***** Input data *****

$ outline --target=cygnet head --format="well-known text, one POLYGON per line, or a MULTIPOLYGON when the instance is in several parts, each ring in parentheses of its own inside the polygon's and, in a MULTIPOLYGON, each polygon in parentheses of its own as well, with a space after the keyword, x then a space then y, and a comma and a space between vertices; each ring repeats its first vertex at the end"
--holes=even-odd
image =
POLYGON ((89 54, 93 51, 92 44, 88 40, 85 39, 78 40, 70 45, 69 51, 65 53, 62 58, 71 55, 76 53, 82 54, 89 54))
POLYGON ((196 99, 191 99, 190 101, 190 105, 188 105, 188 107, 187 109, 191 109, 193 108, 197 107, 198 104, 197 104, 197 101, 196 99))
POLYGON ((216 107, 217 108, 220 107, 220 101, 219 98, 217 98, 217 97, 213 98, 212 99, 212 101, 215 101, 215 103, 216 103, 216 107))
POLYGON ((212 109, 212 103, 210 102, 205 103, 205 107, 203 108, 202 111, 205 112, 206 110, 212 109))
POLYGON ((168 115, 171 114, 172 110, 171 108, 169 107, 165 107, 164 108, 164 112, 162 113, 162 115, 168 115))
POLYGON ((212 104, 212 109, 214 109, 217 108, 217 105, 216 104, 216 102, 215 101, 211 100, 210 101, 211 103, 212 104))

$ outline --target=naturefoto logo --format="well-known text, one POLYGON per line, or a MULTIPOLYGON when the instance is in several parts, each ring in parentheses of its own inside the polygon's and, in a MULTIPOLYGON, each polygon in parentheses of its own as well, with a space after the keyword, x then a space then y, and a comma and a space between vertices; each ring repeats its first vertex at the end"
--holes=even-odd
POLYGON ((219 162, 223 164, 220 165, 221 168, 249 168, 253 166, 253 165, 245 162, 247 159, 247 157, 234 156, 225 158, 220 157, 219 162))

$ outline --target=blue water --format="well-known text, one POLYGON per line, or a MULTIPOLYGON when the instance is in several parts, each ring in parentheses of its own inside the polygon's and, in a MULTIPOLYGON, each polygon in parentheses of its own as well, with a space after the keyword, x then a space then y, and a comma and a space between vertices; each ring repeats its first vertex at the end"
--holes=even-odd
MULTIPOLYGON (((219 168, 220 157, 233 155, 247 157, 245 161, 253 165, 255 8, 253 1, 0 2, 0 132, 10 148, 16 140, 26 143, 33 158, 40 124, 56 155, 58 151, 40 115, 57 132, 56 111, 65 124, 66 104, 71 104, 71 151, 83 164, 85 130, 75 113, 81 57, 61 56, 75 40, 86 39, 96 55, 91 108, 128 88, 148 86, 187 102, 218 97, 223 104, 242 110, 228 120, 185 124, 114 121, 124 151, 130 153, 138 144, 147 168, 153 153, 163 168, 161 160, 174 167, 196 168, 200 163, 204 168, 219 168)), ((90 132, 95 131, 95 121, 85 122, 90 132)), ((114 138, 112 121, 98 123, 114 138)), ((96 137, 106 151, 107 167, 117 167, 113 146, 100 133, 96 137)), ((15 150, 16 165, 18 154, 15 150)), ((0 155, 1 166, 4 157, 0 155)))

*****
***** Input data *****

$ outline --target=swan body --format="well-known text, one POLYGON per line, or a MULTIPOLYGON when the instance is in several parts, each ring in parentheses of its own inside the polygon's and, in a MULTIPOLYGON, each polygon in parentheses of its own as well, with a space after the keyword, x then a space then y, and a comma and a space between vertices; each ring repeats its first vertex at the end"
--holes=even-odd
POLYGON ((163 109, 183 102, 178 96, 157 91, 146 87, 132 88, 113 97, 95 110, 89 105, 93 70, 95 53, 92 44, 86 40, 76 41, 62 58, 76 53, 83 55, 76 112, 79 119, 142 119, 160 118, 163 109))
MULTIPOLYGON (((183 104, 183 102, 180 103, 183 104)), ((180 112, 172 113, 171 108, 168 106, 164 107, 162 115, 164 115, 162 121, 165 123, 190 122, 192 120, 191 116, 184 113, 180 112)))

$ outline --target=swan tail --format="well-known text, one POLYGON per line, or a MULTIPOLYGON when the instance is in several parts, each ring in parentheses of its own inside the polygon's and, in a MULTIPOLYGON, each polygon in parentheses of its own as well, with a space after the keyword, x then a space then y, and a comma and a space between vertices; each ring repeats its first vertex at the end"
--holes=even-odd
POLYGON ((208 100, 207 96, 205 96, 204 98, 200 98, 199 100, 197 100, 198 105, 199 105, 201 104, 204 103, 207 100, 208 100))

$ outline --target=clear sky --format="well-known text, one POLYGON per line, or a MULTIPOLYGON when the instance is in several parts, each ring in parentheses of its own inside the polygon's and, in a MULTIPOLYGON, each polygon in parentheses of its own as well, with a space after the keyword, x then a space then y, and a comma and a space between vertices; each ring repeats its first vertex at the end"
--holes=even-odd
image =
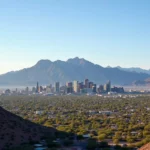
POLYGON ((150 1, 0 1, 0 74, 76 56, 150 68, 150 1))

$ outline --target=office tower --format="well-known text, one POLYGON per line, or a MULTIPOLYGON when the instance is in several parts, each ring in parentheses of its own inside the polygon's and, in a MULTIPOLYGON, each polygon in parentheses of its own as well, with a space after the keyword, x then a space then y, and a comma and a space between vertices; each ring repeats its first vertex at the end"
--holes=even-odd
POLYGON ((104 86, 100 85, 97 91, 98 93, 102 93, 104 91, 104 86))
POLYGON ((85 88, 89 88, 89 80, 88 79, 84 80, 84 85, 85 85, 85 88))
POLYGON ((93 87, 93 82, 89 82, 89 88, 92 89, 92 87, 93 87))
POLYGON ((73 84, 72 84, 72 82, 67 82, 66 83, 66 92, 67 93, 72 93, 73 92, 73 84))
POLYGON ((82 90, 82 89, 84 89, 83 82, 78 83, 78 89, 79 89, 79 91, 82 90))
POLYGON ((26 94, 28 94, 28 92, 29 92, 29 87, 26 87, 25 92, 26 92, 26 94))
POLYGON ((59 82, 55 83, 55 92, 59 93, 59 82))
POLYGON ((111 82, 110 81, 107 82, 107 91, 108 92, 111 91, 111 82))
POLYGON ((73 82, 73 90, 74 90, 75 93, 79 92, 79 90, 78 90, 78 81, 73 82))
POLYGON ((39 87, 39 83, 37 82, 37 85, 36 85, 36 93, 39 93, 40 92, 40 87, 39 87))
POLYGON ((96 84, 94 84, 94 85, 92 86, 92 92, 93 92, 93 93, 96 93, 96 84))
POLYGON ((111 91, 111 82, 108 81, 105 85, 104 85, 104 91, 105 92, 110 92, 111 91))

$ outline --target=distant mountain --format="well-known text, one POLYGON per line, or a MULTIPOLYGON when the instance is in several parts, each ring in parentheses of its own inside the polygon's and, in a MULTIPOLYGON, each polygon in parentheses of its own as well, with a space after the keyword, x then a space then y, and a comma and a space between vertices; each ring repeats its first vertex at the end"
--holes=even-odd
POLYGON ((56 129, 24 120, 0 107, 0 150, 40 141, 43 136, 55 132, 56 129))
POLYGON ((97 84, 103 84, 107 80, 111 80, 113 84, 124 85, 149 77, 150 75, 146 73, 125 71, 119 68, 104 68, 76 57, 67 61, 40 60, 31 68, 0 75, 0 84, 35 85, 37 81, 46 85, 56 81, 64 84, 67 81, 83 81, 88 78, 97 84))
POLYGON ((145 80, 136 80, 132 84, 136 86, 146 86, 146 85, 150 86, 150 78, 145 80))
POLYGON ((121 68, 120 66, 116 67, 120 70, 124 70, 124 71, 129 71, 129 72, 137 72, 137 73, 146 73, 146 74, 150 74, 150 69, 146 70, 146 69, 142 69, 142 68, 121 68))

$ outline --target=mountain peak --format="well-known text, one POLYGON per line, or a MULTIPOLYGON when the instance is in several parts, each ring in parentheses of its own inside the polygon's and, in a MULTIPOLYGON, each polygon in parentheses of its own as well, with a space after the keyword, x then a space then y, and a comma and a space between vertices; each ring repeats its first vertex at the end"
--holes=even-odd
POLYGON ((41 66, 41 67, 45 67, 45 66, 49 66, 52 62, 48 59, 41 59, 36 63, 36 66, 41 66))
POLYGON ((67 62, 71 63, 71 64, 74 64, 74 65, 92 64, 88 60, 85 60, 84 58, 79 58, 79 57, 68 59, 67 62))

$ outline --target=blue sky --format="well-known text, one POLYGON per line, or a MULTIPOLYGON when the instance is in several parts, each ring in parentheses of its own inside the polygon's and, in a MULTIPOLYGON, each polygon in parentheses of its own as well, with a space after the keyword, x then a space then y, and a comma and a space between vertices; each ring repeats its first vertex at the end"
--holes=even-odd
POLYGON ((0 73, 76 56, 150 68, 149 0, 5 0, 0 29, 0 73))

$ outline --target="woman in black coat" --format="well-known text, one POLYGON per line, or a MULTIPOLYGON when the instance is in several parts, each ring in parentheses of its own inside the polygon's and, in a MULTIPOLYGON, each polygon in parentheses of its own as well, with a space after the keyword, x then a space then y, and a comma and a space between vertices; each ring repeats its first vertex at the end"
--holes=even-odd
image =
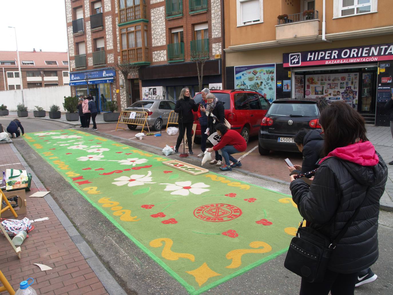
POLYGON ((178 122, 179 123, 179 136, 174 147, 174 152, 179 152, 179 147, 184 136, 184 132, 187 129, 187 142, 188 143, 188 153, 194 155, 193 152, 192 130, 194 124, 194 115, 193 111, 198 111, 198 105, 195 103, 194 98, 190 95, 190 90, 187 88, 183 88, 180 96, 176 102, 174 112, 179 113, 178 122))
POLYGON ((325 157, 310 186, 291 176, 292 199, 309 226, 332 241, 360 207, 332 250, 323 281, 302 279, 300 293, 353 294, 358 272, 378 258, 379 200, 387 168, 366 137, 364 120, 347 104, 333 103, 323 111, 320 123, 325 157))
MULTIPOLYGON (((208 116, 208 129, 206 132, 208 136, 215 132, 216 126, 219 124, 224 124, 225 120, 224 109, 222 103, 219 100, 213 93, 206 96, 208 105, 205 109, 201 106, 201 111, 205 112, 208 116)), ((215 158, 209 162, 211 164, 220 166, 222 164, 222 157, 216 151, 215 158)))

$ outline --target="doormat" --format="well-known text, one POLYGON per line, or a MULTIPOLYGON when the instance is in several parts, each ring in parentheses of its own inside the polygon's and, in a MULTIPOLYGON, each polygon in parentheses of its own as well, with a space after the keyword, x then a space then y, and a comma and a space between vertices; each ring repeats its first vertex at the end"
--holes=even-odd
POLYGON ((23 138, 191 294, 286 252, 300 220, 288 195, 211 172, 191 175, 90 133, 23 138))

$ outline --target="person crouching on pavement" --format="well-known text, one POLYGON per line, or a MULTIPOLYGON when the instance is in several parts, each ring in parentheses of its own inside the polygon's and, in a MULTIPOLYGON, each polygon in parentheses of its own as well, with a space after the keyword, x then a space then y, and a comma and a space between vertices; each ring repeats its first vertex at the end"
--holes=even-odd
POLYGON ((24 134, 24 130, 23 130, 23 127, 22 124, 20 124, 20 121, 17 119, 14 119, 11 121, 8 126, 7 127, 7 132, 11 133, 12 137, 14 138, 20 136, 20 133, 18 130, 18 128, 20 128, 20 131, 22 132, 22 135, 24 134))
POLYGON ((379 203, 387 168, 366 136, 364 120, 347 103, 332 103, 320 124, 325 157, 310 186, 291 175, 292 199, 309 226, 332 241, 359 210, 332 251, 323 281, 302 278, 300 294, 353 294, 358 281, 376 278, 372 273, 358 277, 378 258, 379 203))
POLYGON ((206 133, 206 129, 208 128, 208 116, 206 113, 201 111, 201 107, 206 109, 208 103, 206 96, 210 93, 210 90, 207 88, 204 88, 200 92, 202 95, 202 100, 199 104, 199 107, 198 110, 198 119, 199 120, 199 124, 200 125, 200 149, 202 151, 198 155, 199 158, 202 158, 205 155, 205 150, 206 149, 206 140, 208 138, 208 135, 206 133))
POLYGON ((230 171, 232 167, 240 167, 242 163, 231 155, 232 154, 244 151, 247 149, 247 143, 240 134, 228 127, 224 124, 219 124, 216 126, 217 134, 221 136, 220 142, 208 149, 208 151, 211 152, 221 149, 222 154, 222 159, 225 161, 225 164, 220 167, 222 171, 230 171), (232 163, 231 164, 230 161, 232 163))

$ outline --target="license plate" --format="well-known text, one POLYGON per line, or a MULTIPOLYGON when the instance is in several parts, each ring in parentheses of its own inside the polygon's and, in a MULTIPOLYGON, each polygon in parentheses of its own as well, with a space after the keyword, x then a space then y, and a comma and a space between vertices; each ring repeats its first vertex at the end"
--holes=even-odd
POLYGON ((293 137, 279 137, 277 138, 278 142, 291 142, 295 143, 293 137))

*****
***** Input data *****

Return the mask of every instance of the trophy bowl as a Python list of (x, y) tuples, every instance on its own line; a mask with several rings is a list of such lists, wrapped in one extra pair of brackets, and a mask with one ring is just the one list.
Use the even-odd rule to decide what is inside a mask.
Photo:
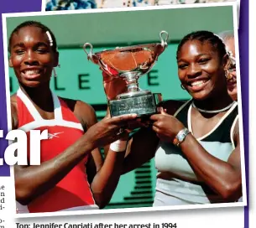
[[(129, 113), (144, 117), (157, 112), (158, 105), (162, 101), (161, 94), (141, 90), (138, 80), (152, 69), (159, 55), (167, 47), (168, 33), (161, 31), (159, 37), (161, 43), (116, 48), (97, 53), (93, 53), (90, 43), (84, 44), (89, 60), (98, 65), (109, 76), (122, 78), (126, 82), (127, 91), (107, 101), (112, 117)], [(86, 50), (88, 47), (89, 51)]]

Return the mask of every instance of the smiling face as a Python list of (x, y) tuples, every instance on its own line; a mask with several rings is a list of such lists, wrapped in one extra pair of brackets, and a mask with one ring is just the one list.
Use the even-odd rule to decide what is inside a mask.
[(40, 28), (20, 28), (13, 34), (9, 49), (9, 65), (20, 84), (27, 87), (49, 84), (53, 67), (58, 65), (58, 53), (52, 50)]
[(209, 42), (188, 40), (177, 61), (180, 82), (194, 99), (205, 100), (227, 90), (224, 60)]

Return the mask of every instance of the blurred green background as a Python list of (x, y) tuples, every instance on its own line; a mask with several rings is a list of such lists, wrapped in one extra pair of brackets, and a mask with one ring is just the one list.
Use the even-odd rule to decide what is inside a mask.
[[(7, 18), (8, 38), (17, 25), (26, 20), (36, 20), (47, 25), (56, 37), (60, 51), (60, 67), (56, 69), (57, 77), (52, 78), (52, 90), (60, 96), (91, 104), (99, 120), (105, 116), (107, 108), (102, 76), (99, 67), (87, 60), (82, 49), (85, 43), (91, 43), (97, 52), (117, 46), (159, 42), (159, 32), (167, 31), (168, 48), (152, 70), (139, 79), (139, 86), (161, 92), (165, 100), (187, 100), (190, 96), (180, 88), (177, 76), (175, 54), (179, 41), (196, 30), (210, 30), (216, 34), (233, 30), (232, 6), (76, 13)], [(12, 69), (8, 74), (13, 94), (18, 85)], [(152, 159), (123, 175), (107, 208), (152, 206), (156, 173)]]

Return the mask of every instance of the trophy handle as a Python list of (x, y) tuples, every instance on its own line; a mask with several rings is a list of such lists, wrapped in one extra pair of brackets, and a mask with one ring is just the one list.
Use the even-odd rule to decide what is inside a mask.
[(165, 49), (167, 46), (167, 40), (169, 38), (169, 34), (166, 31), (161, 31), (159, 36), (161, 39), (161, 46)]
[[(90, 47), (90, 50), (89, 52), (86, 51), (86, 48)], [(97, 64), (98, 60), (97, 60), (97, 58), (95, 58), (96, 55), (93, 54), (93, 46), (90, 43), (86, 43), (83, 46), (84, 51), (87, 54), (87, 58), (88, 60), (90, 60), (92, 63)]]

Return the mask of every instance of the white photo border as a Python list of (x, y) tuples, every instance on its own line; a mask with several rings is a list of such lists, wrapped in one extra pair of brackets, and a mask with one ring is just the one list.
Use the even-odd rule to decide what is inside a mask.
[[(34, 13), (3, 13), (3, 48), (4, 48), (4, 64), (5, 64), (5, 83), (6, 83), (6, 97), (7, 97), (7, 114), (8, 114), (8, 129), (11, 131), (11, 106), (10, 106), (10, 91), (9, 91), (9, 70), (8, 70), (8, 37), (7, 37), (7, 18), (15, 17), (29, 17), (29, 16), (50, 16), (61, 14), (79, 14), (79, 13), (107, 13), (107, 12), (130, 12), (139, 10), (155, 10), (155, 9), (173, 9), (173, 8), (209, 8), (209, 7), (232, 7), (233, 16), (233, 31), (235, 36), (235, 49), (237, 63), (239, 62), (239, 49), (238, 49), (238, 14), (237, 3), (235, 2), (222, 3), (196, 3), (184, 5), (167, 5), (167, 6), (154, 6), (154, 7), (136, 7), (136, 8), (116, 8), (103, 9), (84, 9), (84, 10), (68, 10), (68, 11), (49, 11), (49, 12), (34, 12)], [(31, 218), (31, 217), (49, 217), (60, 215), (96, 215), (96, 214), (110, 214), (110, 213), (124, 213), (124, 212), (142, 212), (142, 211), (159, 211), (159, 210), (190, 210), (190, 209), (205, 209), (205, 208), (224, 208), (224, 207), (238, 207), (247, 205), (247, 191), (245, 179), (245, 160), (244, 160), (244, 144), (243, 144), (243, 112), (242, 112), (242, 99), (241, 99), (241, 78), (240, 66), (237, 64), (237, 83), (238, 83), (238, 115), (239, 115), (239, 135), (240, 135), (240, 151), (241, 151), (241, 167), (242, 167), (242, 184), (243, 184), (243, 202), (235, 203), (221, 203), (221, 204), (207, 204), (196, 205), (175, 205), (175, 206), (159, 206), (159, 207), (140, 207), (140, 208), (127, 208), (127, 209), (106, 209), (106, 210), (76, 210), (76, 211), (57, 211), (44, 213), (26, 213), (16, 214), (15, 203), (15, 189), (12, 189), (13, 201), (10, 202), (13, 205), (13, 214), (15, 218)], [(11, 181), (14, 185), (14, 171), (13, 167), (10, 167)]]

*****

Problem: How many lines in the entries above contain the word "blue"? Case counts, so give only the number.

Task response: 2